### Set task
Format the stretch from the line containing "Could you please point out the sky in" through the end of the lines as a two-column CSV with the headers input and output. Give one row for each text paired with its answer, put each field in quotes with line breaks changed to spaces, and omit the pictures.
** start of Material provided **
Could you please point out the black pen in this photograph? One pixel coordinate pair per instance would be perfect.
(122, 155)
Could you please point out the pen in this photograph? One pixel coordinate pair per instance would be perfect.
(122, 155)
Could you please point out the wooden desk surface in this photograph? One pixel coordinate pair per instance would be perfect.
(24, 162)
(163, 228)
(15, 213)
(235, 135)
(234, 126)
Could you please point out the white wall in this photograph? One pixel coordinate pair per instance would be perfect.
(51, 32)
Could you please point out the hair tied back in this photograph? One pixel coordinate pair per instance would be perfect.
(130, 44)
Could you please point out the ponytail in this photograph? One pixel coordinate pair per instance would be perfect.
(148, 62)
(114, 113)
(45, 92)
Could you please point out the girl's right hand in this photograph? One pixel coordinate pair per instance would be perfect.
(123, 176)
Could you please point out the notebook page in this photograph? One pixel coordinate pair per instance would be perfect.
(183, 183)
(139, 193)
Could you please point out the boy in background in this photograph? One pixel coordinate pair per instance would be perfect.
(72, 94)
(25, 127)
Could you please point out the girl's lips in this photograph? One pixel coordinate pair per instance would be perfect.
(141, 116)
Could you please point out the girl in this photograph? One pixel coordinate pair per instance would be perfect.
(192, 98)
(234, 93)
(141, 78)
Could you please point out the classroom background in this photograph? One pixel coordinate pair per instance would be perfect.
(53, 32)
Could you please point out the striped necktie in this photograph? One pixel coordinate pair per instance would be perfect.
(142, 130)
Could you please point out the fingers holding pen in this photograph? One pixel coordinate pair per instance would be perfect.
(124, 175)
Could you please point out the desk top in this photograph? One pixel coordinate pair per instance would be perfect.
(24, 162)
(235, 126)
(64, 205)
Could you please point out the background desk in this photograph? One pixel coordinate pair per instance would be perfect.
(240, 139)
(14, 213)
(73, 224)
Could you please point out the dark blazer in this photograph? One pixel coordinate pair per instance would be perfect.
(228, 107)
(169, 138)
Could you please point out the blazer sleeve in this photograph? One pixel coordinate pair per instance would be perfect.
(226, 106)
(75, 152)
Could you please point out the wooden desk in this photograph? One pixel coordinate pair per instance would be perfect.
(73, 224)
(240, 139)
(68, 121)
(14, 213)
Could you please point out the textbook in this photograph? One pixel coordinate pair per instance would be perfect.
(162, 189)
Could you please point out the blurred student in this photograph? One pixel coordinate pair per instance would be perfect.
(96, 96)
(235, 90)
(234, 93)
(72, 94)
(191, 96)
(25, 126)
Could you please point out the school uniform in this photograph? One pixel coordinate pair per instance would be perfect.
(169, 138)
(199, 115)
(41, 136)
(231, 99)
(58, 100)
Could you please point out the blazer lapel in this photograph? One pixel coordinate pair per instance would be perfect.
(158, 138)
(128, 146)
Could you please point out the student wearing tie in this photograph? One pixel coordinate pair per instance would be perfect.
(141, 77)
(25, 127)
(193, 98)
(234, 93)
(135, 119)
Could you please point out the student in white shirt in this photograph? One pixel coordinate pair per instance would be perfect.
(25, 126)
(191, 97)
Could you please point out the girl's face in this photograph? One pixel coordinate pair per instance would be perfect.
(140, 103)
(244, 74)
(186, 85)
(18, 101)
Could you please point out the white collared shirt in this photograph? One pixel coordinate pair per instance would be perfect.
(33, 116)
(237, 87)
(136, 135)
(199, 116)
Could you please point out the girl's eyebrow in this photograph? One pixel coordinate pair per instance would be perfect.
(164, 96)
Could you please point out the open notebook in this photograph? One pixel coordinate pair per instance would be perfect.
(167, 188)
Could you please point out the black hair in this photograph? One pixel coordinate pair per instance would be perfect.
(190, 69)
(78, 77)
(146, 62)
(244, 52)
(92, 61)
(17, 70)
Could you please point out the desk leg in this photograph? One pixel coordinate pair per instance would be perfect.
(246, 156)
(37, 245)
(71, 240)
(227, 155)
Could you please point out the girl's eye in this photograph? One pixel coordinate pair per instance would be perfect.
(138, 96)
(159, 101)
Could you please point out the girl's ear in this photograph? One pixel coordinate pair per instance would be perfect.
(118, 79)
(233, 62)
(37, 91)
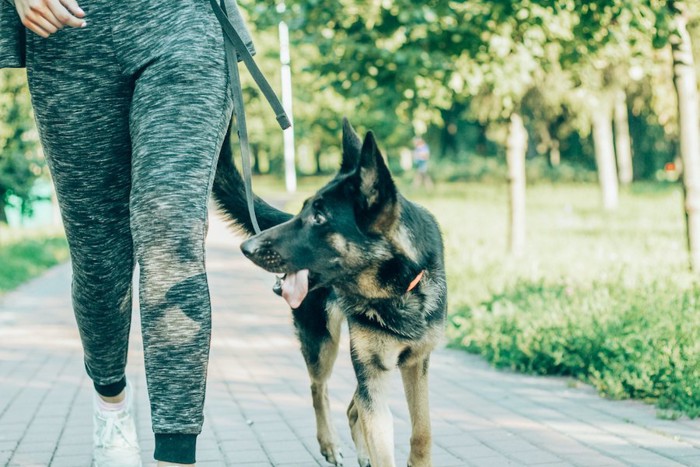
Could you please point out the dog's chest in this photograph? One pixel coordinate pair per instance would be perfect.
(403, 317)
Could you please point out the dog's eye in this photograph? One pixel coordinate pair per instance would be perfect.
(318, 218)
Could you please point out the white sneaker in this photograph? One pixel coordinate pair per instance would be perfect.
(114, 435)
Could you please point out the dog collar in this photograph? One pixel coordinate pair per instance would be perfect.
(415, 281)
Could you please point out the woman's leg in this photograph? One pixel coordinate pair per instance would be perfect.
(178, 118)
(81, 102)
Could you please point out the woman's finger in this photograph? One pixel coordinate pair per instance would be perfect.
(72, 5)
(32, 26)
(51, 17)
(62, 15)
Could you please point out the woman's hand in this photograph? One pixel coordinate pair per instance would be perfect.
(45, 17)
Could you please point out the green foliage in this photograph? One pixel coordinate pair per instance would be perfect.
(20, 164)
(640, 341)
(23, 259)
(605, 298)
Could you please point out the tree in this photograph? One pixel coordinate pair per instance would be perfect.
(20, 163)
(685, 81)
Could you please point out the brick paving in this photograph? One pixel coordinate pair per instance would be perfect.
(258, 410)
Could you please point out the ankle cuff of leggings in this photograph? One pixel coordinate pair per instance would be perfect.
(178, 448)
(111, 390)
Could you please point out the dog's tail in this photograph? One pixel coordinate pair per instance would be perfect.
(229, 194)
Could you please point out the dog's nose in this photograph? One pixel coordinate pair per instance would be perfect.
(250, 246)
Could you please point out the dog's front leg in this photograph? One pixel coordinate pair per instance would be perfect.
(372, 365)
(415, 383)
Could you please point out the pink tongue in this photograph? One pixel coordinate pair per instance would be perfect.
(295, 287)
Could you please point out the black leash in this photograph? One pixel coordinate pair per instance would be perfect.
(235, 48)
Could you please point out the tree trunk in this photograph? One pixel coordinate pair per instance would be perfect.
(605, 154)
(623, 144)
(3, 215)
(554, 153)
(515, 155)
(317, 157)
(685, 82)
(255, 152)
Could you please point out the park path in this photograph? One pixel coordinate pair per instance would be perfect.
(258, 410)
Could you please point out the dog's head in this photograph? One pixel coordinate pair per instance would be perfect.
(334, 236)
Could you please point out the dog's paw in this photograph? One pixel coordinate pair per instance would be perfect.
(332, 453)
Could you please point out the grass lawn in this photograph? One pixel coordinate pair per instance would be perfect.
(24, 256)
(603, 297)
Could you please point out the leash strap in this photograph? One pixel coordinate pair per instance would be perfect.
(234, 48)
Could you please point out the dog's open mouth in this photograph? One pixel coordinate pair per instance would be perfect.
(295, 286)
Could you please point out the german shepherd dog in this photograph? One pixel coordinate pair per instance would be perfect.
(358, 250)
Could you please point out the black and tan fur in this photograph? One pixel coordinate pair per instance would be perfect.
(363, 244)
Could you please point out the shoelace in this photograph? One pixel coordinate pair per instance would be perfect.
(113, 423)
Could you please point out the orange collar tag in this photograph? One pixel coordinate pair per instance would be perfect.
(415, 281)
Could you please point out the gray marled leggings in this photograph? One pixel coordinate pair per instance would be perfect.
(132, 111)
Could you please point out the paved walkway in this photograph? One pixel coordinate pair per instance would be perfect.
(259, 410)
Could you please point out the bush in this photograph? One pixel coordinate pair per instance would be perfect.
(24, 259)
(493, 169)
(641, 342)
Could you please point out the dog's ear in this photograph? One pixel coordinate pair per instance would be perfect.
(351, 148)
(376, 187)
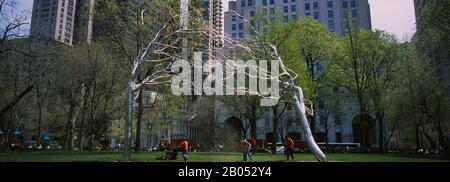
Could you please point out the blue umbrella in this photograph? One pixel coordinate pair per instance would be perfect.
(45, 137)
(17, 132)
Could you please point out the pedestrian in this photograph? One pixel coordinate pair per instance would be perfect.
(253, 143)
(246, 147)
(185, 148)
(289, 146)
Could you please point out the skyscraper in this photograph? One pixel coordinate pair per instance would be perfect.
(84, 21)
(54, 19)
(332, 13)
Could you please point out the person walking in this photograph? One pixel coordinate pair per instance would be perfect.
(185, 148)
(289, 145)
(246, 147)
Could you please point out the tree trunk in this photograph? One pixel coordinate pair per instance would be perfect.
(379, 119)
(15, 101)
(275, 123)
(140, 112)
(69, 126)
(417, 138)
(39, 124)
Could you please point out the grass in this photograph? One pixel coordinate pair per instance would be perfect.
(75, 156)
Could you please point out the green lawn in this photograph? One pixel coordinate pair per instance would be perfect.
(72, 156)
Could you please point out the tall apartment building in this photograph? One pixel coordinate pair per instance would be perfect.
(439, 60)
(332, 13)
(54, 19)
(84, 21)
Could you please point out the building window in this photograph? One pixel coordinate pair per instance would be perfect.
(345, 14)
(294, 17)
(321, 105)
(344, 4)
(330, 14)
(353, 4)
(331, 25)
(354, 14)
(330, 4)
(316, 15)
(338, 137)
(316, 5)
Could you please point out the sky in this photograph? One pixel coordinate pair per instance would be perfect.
(393, 16)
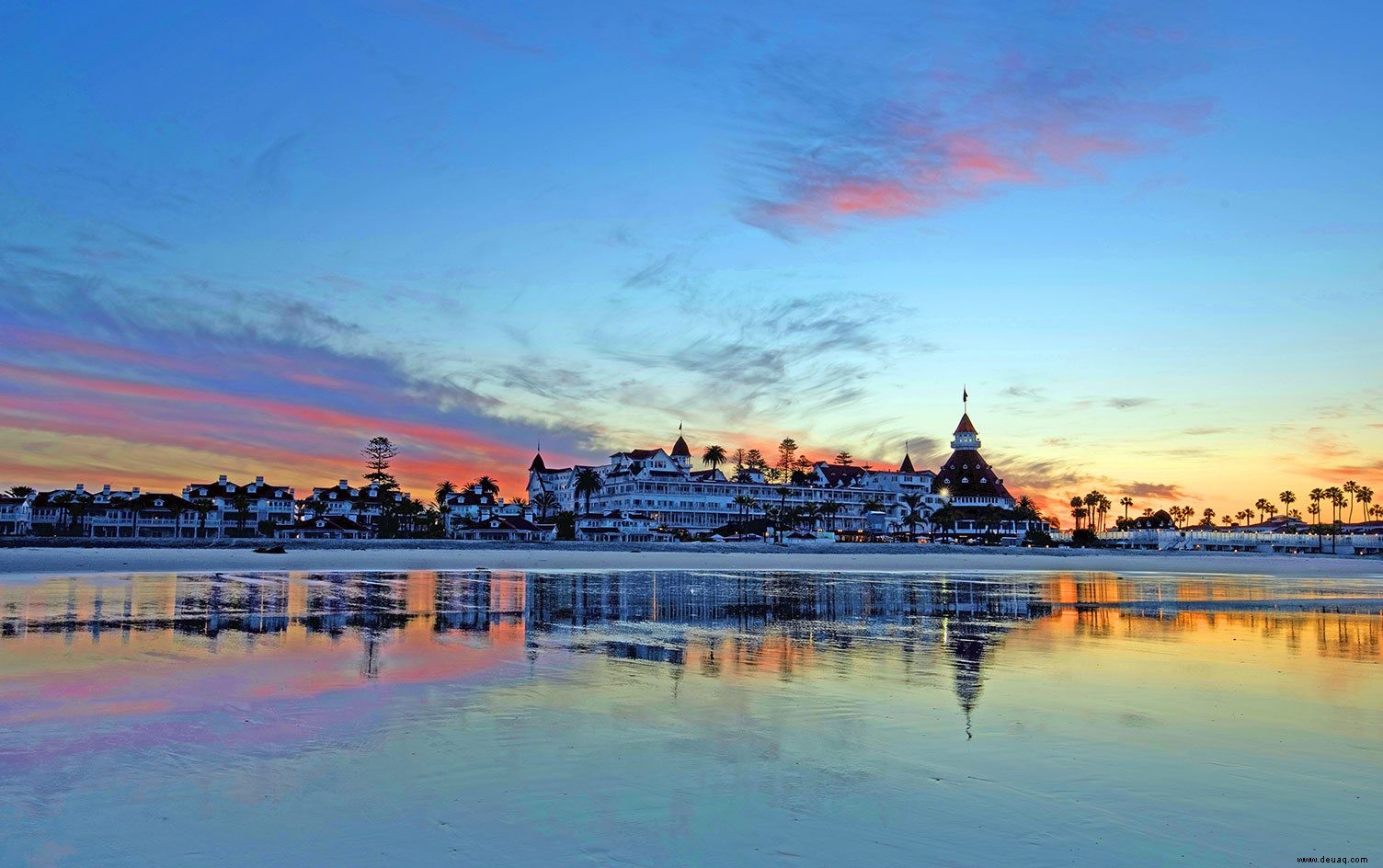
** end of Material provided **
### Solution to this task
input,output
"Could you please point out the sky in this photograph? One pixel coordinate pair per instance would be perfect.","(393, 16)"